### WHAT YOU WILL DO
Locate every line in the rows below that contains the string "access", matching case exactly, and copy each of those lines.
— BEGIN EXERCISE MATERIAL —
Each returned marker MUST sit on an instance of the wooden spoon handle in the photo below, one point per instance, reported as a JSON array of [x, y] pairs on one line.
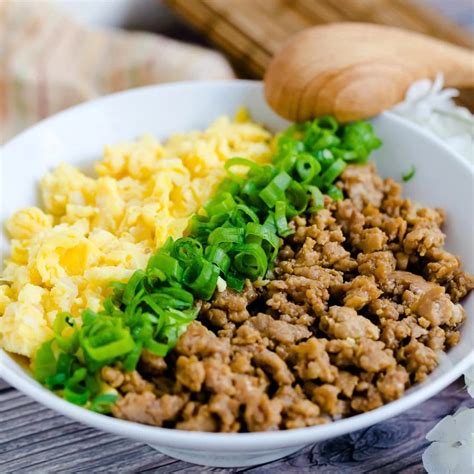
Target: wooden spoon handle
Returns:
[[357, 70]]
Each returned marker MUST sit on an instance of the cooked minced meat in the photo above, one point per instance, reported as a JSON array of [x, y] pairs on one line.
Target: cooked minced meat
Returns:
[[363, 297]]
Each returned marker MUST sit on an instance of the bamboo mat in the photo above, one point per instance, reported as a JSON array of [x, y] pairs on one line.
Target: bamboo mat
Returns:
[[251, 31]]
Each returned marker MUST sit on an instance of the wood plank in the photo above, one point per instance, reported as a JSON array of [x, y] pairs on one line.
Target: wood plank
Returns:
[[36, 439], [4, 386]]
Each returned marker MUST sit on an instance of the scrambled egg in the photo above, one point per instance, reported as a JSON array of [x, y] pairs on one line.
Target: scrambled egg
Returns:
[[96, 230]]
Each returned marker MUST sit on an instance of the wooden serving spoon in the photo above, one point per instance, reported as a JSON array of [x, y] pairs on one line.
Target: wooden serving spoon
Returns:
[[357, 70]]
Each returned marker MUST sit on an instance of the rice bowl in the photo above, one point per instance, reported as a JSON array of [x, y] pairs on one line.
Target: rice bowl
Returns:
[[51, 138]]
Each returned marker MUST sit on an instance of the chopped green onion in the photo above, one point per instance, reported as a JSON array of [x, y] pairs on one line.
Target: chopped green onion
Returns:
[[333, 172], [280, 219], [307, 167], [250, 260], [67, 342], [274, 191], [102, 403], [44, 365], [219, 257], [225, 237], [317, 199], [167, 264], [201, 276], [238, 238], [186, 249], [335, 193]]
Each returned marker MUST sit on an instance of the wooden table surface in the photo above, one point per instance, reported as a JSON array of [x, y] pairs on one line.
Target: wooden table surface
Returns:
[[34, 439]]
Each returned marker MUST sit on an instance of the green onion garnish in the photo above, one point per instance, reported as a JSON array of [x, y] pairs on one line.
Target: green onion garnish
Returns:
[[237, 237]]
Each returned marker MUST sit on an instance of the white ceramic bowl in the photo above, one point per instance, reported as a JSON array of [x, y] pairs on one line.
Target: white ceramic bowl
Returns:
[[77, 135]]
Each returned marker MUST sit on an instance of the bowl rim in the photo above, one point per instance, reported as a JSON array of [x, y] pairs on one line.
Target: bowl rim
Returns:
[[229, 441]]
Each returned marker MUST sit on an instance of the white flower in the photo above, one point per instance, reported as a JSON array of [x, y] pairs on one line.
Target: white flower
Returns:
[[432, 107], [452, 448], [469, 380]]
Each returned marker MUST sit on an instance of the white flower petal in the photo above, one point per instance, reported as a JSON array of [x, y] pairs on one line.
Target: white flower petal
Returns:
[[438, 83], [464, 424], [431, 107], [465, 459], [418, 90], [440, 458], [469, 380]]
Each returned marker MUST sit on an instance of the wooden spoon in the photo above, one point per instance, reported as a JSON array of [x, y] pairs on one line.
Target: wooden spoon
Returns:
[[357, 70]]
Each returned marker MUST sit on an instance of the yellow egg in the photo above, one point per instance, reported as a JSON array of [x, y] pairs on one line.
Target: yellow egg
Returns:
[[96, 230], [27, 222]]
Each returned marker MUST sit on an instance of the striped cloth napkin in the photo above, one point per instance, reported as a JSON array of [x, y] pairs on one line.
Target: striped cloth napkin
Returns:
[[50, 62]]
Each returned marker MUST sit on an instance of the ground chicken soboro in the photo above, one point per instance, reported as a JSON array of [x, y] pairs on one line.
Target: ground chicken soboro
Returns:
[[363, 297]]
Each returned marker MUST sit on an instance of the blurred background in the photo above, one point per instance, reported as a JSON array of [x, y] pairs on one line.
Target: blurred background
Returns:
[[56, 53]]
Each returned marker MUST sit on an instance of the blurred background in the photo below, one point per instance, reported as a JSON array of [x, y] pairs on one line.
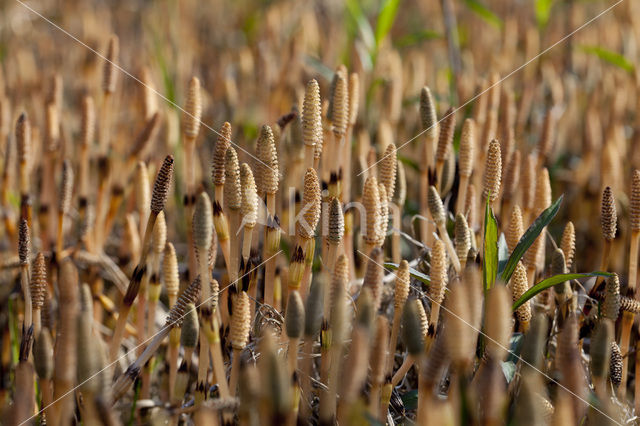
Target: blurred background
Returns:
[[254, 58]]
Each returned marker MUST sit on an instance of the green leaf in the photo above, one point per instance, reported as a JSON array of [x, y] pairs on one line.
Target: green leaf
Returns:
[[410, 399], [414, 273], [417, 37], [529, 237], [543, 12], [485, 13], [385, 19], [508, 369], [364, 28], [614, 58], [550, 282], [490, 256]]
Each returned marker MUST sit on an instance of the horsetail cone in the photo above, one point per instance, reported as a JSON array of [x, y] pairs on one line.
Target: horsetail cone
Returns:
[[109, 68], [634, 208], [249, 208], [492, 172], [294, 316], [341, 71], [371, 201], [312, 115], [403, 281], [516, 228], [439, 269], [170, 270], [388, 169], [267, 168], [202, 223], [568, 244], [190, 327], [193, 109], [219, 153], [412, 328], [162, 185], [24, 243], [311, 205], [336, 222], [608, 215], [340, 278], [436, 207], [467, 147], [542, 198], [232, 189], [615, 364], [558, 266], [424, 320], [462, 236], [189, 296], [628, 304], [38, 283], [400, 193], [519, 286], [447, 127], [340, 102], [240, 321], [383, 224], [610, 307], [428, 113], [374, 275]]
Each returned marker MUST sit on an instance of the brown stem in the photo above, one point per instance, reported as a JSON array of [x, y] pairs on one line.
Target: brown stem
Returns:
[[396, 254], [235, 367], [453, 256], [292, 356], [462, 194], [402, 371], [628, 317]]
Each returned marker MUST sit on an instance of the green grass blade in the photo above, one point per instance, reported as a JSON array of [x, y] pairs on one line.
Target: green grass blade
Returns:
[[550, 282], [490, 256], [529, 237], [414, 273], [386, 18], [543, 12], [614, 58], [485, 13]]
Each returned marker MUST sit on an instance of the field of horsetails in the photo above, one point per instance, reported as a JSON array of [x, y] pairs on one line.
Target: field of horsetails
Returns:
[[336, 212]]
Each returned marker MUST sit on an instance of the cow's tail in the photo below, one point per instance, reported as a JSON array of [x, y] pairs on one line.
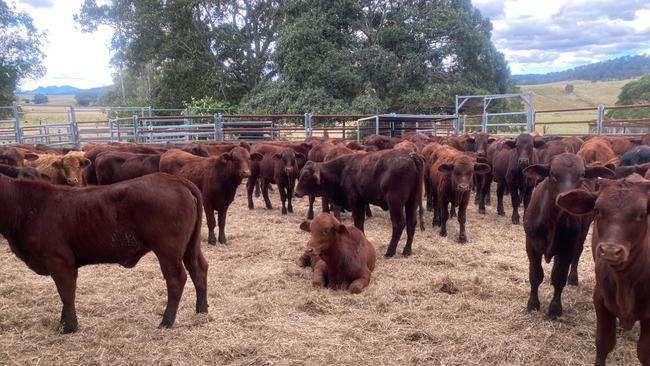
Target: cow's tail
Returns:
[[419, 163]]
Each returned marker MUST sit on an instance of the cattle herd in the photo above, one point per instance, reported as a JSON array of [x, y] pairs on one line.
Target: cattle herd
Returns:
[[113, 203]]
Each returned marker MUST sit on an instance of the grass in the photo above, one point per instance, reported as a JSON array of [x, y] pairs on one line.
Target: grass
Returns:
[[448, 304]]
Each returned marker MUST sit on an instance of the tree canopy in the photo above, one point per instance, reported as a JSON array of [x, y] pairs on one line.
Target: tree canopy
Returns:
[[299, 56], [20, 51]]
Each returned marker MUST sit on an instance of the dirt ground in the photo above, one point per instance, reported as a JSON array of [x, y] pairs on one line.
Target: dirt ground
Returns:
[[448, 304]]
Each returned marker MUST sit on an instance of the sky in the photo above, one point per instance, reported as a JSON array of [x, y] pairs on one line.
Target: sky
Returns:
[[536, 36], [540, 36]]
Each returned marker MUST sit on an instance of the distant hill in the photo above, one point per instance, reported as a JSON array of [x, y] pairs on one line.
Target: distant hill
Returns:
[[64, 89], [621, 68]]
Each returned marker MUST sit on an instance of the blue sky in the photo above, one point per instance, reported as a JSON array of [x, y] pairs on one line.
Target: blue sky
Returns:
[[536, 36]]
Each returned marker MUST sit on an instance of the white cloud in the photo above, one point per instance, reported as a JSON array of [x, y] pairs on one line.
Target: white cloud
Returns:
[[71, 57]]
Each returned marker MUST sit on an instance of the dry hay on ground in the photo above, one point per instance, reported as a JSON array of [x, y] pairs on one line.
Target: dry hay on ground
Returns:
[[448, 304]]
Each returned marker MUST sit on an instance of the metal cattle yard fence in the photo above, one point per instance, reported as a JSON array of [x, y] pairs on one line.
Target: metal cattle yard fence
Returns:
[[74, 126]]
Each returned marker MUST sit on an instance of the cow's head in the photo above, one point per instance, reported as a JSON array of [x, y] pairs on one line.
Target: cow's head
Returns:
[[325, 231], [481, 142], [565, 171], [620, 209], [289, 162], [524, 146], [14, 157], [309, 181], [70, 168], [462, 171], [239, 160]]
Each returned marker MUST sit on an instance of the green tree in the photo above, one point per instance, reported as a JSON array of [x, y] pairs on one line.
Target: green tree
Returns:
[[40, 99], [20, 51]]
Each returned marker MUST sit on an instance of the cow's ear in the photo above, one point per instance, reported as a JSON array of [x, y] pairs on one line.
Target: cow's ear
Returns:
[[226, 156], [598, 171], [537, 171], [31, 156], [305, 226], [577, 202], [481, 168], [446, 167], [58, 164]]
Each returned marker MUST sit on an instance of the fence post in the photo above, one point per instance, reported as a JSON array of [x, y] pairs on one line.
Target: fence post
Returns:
— END EXERCISE MATERIAL —
— BEGIN EXERCISE MATERIAL —
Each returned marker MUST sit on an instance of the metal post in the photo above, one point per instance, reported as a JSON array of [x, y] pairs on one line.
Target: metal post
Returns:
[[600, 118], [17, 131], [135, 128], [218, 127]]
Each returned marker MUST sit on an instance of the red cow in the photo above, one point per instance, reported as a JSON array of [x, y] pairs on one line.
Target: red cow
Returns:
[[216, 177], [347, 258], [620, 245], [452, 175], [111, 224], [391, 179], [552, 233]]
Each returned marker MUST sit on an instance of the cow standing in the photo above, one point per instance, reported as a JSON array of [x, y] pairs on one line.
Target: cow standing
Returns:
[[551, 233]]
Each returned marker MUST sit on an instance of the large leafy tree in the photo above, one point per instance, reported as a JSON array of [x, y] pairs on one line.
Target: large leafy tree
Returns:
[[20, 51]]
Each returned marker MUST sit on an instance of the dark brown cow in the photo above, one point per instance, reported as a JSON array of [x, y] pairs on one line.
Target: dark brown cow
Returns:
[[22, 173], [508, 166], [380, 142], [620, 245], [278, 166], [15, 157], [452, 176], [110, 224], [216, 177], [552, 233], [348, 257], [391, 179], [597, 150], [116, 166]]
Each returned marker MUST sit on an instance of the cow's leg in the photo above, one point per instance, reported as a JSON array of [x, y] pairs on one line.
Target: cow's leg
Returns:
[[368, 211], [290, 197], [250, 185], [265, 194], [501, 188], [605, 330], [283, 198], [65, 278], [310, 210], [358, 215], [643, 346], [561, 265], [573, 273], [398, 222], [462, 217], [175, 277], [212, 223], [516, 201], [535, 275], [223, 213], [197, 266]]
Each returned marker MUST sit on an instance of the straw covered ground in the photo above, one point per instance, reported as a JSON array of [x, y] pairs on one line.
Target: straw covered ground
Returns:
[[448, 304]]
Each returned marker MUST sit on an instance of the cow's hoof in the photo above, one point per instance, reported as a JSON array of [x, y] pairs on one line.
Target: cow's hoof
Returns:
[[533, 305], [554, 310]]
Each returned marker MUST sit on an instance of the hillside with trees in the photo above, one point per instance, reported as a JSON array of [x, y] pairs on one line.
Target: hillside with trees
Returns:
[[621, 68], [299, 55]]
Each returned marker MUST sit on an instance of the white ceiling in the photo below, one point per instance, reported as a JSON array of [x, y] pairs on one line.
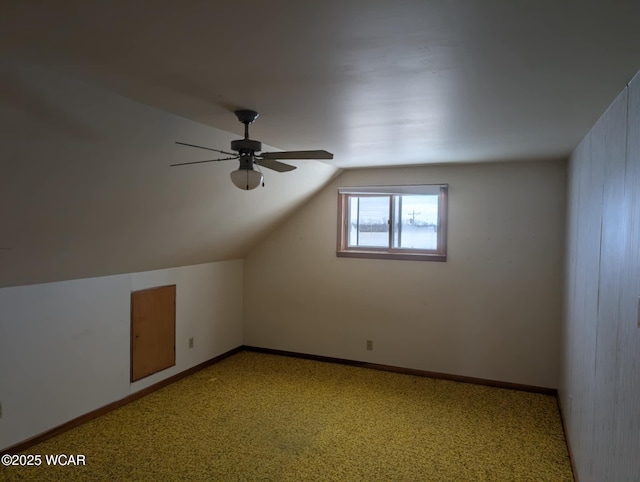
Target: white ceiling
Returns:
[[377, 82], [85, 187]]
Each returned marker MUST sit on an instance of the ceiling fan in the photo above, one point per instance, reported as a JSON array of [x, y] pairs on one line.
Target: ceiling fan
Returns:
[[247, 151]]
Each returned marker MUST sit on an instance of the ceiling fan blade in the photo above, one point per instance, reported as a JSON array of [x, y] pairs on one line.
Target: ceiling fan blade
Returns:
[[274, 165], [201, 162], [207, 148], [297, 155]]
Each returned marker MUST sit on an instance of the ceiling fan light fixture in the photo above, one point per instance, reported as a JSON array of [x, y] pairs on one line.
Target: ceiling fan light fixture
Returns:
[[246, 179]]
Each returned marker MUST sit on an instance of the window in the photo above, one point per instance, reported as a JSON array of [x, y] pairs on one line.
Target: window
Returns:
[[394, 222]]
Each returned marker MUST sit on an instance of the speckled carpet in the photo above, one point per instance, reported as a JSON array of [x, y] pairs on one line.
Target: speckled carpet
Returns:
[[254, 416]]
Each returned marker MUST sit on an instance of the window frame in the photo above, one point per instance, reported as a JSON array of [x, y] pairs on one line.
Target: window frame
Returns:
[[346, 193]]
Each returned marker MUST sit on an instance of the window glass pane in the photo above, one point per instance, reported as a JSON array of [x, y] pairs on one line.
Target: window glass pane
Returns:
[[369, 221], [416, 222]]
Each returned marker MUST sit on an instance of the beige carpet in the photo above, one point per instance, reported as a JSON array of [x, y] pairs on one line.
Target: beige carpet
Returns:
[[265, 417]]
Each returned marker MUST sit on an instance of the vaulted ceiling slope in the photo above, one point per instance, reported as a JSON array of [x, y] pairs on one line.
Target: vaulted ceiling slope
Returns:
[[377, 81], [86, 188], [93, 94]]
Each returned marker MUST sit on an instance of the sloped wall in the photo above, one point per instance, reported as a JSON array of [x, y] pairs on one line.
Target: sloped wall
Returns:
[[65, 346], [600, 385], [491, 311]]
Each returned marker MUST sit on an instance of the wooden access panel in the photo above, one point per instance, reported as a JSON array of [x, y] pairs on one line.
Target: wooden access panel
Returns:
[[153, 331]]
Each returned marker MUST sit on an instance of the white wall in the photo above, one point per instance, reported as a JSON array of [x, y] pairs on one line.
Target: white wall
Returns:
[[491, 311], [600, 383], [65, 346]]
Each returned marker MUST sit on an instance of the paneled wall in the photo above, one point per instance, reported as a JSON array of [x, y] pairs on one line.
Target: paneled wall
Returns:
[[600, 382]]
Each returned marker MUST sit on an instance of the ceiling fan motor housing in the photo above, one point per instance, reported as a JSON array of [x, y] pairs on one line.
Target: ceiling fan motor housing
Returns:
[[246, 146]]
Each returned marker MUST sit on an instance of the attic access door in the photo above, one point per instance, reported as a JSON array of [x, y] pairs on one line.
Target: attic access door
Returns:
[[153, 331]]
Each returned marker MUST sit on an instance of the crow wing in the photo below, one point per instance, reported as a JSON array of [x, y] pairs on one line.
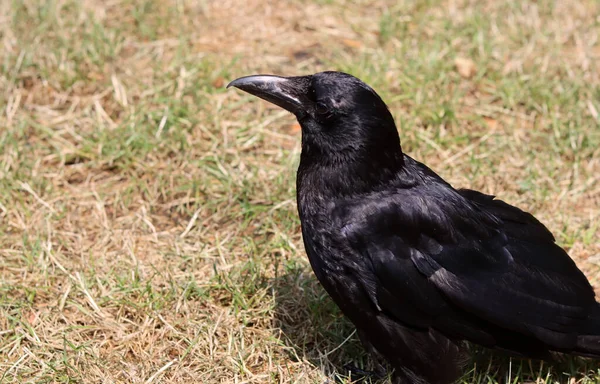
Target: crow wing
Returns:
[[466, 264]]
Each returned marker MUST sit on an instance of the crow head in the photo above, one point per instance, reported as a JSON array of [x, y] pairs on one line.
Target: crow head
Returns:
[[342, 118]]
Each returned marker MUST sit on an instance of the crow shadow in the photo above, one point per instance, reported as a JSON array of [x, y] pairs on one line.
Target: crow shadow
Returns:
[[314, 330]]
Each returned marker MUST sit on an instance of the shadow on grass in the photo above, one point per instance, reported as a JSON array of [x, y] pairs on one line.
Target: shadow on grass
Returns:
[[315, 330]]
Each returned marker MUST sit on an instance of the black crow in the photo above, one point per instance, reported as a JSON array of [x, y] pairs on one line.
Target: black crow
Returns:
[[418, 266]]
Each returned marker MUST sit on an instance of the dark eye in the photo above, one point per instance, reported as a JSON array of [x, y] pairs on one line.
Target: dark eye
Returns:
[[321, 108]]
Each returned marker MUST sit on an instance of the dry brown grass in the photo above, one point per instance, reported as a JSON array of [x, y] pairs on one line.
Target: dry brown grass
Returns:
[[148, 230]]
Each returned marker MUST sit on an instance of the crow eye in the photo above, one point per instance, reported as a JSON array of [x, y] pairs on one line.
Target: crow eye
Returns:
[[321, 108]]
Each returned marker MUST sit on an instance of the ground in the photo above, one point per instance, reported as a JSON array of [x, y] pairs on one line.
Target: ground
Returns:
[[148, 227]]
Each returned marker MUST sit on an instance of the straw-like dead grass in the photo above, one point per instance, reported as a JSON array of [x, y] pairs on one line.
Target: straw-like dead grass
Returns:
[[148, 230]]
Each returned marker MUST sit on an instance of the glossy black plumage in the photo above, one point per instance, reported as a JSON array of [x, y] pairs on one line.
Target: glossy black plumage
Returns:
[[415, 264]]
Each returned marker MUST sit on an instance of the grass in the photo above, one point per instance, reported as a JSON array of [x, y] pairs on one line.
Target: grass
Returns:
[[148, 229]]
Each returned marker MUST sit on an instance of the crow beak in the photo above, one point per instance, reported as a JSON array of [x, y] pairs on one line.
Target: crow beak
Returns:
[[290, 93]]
— END EXERCISE MATERIAL —
### RESULT OF THIS EXERCISE
Each returned marker MUST sit on an instance of the wooden access panel in the photo above, one point per instance, reported as a JSON array of [x, y] pairs on one line.
Target: wooden access panel
Each returned marker MUST sit on an instance of the attic access door in the photo above, one point per instance, reported as a JSON array of [x, y] pairs on one line.
Target: attic access door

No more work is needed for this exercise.